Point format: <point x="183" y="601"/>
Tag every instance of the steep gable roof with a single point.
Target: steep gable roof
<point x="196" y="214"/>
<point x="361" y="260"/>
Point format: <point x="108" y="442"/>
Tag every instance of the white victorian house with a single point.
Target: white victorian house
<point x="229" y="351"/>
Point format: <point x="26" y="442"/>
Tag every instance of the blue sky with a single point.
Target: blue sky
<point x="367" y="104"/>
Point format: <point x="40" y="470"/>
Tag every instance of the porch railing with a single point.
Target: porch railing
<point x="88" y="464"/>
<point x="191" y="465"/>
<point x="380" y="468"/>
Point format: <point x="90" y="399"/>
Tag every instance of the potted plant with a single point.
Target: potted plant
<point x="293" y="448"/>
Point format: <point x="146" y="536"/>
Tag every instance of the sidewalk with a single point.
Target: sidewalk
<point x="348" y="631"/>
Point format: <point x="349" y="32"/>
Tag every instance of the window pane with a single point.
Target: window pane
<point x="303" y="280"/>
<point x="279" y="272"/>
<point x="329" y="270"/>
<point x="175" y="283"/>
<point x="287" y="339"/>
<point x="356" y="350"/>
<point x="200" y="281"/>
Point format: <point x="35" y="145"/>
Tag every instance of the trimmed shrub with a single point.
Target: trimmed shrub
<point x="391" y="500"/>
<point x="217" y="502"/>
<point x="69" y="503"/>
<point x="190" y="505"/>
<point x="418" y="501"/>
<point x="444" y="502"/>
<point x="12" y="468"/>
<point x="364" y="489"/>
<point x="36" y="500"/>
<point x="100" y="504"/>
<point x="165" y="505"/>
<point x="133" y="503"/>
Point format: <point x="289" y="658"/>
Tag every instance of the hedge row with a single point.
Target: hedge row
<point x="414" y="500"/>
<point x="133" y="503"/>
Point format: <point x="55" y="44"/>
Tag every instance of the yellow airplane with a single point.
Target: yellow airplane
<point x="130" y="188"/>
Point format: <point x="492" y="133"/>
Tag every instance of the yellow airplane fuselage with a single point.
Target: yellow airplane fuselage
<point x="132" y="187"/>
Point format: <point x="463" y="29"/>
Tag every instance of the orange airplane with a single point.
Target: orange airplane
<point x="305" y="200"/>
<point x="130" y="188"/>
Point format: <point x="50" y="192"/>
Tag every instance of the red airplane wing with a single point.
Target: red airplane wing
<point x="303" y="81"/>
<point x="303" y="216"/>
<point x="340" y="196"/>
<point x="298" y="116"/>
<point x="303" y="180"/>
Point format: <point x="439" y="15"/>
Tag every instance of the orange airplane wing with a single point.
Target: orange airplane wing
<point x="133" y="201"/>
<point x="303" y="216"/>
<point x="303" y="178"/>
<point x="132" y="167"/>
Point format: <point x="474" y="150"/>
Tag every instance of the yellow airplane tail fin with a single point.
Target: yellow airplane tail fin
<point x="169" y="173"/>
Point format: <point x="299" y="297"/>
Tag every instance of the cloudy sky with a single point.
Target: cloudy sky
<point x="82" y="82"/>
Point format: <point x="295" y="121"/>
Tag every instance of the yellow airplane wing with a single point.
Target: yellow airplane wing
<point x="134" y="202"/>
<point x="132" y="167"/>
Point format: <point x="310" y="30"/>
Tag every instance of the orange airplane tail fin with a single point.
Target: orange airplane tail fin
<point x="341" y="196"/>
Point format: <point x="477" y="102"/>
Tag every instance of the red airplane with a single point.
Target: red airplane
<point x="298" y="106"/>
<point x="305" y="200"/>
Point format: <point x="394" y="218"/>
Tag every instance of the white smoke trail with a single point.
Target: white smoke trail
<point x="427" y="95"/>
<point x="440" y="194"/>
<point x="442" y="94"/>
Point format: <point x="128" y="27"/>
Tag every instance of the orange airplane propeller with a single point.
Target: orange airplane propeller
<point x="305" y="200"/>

========

WHAT IS ASKED: The records above are to be copied in full, exactly as written.

ANSWER:
Point format: <point x="183" y="601"/>
Tag every instance of the steep gable roof with a single point.
Target: steep gable roof
<point x="196" y="214"/>
<point x="361" y="260"/>
Point format: <point x="108" y="442"/>
Tag every instance of the white victorian house with a single point.
Target: white victorian house
<point x="229" y="351"/>
Point format: <point x="26" y="442"/>
Tag every instance of the blue sky with a single point.
Target: blue sky
<point x="367" y="104"/>
Point format: <point x="40" y="470"/>
Tag every instance of the porch railing with a single point.
Target: porch railing
<point x="88" y="464"/>
<point x="191" y="465"/>
<point x="380" y="468"/>
Point format: <point x="90" y="399"/>
Tag every instance of the potted plant with a single point.
Target: potted plant
<point x="293" y="448"/>
Point format: <point x="146" y="536"/>
Tag every instance of the sidewalk with a single point.
Target: sidewalk
<point x="348" y="631"/>
Point format: <point x="349" y="32"/>
Tag every instance of the window pane with a single point.
Target: window pane
<point x="303" y="280"/>
<point x="279" y="272"/>
<point x="329" y="270"/>
<point x="175" y="283"/>
<point x="287" y="339"/>
<point x="356" y="350"/>
<point x="200" y="281"/>
Point format: <point x="35" y="145"/>
Tag every instance of the trimmed shrub with a single point.
Target: trimmed shrub
<point x="391" y="500"/>
<point x="217" y="502"/>
<point x="69" y="503"/>
<point x="190" y="505"/>
<point x="418" y="501"/>
<point x="444" y="502"/>
<point x="12" y="468"/>
<point x="364" y="489"/>
<point x="36" y="500"/>
<point x="100" y="504"/>
<point x="165" y="505"/>
<point x="133" y="503"/>
Point format: <point x="289" y="658"/>
Tag every instance of the hedge row with a single point.
Target: hedge row
<point x="414" y="500"/>
<point x="133" y="503"/>
Point format: <point x="55" y="44"/>
Tag every instance of the yellow airplane with a single point.
Target: yellow airplane
<point x="130" y="188"/>
Point format: <point x="492" y="133"/>
Tag every instance of the yellow airplane fuselage with a single point.
Target: yellow airplane fuselage
<point x="132" y="187"/>
Point format: <point x="463" y="29"/>
Tag every instance of the orange airplane with a single point.
Target: orange airplane
<point x="305" y="200"/>
<point x="130" y="188"/>
Point format: <point x="50" y="192"/>
Tag every instance of the red airplane wing with a single point.
Target: red airplane wing
<point x="303" y="81"/>
<point x="303" y="216"/>
<point x="340" y="196"/>
<point x="298" y="116"/>
<point x="303" y="180"/>
Point format: <point x="439" y="15"/>
Tag every instance of the orange airplane wing with a single point.
Target: orange airplane wing
<point x="133" y="201"/>
<point x="303" y="216"/>
<point x="303" y="178"/>
<point x="132" y="167"/>
Point format: <point x="474" y="150"/>
Tag every instance of the yellow airplane tail fin with a single point.
Target: yellow airplane tail fin
<point x="169" y="173"/>
Point format: <point x="299" y="297"/>
Tag every instance of the cloudy sky with a single point.
Target: cloudy sky
<point x="82" y="82"/>
Point format: <point x="295" y="121"/>
Tag every instance of the yellow airplane wing with a single point.
Target: yellow airplane wing
<point x="134" y="202"/>
<point x="132" y="167"/>
Point format: <point x="310" y="30"/>
Tag every instance of the orange airplane tail fin with a single point.
Target: orange airplane tail fin
<point x="341" y="196"/>
Point format: <point x="477" y="102"/>
Tag every instance of the red airplane with a single point.
Target: red airplane
<point x="298" y="106"/>
<point x="305" y="200"/>
Point format: <point x="394" y="218"/>
Tag every instance of the white smoke trail with a single point.
Target: white smoke trail
<point x="427" y="95"/>
<point x="440" y="194"/>
<point x="442" y="94"/>
Point format: <point x="128" y="27"/>
Tag every instance of the orange airplane propeller with a single point.
Target: orange airplane propeller
<point x="305" y="200"/>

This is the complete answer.